# [What this task involves]
Your answer should consist only of the lines below from the one with "Target: white ceiling" through the one with "Readme: the locator spots each instance of the toilet base", copied exactly.

————————

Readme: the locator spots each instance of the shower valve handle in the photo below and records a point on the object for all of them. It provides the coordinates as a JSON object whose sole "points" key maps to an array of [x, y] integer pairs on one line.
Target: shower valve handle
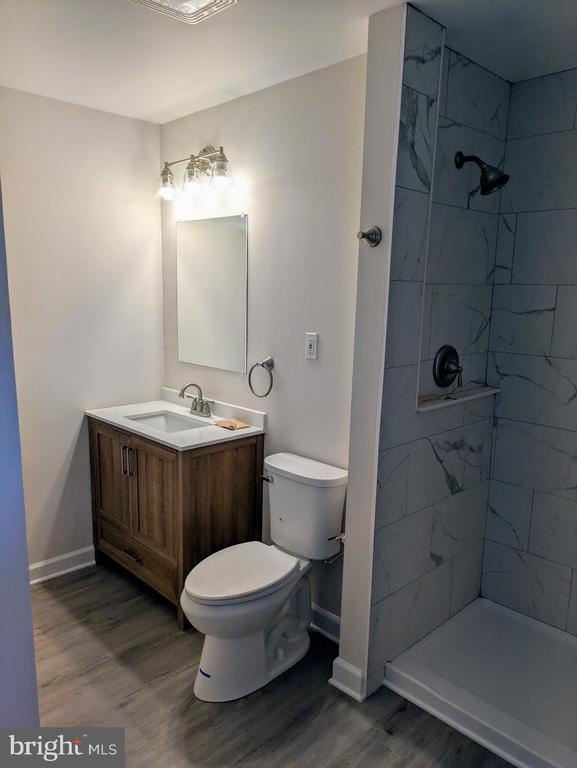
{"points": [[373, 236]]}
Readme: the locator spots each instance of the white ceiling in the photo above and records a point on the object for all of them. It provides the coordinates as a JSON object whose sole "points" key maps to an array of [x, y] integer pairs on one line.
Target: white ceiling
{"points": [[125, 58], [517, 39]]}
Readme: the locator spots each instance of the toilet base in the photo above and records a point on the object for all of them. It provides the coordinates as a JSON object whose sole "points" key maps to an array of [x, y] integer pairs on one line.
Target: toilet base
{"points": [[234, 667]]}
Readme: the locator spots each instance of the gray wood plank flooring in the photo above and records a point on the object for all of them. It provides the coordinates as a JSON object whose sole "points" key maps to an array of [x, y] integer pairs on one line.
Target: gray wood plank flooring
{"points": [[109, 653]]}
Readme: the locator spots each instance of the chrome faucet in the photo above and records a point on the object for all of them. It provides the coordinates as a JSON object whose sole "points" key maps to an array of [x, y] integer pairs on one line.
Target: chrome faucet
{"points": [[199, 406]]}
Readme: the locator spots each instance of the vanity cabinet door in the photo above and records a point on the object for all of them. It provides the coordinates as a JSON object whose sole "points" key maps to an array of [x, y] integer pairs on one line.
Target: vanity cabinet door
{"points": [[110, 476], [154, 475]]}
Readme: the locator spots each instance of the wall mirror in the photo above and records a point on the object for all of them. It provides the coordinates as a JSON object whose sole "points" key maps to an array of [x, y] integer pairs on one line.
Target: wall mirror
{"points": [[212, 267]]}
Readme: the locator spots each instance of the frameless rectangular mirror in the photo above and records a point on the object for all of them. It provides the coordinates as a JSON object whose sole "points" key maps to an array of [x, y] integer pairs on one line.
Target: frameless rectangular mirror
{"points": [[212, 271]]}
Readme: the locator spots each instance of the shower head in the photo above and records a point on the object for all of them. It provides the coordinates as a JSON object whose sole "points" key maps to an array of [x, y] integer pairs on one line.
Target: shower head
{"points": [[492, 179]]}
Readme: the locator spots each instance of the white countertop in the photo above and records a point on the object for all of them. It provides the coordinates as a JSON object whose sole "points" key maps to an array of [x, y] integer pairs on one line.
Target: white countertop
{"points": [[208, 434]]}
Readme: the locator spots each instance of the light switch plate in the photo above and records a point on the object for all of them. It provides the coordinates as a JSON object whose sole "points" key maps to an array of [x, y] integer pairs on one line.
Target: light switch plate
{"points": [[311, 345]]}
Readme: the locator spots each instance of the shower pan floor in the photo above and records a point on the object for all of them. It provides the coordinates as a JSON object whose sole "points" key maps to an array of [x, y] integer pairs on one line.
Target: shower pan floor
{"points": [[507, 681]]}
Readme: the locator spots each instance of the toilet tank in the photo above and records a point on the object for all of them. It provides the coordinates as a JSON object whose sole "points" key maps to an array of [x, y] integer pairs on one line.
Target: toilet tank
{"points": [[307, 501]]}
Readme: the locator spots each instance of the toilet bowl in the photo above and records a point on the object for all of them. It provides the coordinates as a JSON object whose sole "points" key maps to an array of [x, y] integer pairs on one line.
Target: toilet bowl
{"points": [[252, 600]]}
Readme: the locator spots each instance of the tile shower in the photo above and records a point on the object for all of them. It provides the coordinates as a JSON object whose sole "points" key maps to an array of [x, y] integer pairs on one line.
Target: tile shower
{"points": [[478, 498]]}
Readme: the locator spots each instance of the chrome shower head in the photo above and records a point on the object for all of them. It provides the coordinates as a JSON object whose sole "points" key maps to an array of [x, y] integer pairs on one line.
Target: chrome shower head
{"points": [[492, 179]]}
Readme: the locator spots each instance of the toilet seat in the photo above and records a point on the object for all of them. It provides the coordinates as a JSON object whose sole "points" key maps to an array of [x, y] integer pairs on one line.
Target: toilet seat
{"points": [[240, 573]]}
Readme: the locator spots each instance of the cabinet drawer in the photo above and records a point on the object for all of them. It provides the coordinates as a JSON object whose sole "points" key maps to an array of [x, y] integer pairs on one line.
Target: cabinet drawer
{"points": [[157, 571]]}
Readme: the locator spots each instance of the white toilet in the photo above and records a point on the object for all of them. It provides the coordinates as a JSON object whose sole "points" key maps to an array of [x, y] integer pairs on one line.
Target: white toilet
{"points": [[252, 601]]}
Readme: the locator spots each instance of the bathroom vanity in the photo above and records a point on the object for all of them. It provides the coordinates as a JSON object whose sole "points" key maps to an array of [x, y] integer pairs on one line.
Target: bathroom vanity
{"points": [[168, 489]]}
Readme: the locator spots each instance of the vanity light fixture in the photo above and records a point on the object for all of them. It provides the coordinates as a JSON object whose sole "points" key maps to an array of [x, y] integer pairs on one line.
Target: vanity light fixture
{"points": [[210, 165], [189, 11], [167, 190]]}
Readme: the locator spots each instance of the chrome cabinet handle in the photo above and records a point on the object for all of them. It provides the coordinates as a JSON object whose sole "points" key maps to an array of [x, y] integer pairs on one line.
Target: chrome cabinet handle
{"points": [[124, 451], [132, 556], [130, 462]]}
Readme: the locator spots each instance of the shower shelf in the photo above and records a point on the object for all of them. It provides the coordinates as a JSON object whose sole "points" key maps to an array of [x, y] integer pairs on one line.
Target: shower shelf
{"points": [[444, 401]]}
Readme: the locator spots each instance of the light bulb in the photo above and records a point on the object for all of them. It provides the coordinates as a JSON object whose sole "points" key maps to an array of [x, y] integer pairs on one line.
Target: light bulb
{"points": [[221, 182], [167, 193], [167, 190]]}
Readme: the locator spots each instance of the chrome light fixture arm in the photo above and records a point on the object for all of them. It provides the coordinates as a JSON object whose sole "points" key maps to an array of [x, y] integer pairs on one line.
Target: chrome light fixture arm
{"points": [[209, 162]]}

————————

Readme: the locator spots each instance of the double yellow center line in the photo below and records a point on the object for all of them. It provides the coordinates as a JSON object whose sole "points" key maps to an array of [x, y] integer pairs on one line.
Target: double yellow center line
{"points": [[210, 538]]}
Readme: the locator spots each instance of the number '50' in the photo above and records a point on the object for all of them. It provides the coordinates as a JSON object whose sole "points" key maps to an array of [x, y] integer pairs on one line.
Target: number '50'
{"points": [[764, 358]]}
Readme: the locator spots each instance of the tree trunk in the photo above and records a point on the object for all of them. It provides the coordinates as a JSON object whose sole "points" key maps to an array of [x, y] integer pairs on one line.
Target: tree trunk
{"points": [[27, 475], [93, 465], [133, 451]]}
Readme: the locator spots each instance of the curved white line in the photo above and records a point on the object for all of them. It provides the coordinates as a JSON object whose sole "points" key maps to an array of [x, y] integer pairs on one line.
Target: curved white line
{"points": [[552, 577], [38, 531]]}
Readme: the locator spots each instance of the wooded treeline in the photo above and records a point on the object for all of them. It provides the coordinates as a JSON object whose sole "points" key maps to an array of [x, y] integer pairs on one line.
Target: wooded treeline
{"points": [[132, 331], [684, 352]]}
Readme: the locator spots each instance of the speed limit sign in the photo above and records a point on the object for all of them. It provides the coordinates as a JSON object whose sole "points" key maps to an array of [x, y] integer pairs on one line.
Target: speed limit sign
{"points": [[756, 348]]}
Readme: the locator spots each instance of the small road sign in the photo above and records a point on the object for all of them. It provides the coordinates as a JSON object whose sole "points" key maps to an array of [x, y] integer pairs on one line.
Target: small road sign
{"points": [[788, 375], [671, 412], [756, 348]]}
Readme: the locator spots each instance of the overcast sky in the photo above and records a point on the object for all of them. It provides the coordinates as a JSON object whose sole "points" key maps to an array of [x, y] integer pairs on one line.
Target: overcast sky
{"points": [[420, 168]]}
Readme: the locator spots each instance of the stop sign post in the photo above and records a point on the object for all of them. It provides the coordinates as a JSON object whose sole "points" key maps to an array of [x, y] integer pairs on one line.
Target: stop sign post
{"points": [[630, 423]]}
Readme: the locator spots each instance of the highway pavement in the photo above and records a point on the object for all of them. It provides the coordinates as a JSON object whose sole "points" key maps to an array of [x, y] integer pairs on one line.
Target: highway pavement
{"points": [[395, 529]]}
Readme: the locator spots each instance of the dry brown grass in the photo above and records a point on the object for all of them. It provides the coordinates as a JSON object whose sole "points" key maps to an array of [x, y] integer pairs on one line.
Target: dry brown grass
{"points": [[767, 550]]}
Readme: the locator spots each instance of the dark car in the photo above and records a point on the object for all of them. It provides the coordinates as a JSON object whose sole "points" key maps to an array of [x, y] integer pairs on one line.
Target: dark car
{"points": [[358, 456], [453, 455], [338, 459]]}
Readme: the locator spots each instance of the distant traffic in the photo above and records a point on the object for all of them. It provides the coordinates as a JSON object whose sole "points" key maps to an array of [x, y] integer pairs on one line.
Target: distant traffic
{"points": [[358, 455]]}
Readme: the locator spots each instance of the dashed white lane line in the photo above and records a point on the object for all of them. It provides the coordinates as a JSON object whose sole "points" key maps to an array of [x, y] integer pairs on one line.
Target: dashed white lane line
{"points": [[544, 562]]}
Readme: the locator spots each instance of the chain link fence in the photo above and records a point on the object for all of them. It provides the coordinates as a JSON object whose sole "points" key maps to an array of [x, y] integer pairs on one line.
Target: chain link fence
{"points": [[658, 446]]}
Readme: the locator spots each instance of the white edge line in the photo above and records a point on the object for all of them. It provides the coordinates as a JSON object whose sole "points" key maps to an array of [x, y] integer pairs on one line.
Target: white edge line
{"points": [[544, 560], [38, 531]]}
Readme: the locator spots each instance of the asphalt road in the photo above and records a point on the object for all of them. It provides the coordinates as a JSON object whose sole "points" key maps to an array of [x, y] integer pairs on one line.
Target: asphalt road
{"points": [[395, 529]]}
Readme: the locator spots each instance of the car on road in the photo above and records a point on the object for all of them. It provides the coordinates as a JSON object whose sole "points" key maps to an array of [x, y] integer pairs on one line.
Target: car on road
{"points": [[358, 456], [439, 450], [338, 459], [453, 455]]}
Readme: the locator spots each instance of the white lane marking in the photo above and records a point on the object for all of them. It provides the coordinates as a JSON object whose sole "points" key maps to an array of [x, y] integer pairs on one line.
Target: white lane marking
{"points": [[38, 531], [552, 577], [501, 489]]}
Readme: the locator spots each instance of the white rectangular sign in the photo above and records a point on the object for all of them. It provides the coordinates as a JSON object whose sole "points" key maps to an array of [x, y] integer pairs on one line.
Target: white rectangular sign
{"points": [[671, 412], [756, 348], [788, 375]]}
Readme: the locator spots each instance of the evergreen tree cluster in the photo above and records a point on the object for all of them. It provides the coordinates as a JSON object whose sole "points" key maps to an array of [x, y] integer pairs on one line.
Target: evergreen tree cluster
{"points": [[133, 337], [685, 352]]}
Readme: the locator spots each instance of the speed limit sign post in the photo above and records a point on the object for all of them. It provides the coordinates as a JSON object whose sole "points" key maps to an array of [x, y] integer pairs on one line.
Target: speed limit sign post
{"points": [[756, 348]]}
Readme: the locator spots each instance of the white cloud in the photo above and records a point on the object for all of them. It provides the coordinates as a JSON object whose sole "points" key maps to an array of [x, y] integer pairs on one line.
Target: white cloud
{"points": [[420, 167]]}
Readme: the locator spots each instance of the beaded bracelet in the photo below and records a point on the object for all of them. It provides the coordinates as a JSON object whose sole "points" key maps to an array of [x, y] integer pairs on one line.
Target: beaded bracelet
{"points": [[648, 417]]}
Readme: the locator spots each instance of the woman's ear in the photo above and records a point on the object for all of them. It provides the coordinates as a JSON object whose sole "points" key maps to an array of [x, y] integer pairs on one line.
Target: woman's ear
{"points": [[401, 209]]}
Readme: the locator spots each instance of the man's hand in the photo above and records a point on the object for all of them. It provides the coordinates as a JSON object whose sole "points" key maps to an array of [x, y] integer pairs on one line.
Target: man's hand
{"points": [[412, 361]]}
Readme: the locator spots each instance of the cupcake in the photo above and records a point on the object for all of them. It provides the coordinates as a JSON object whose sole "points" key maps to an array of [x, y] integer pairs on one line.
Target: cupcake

————————

# [Solution to the exercise]
Target: white ceiling
{"points": [[125, 58], [517, 39]]}
Readme: the locator spots each instance of the toilet base in the photo above and records a point on the object for all of them. It provides the coordinates as a JSON object whose sole "points" key maps to an array of [x, y] integer pairs on one line.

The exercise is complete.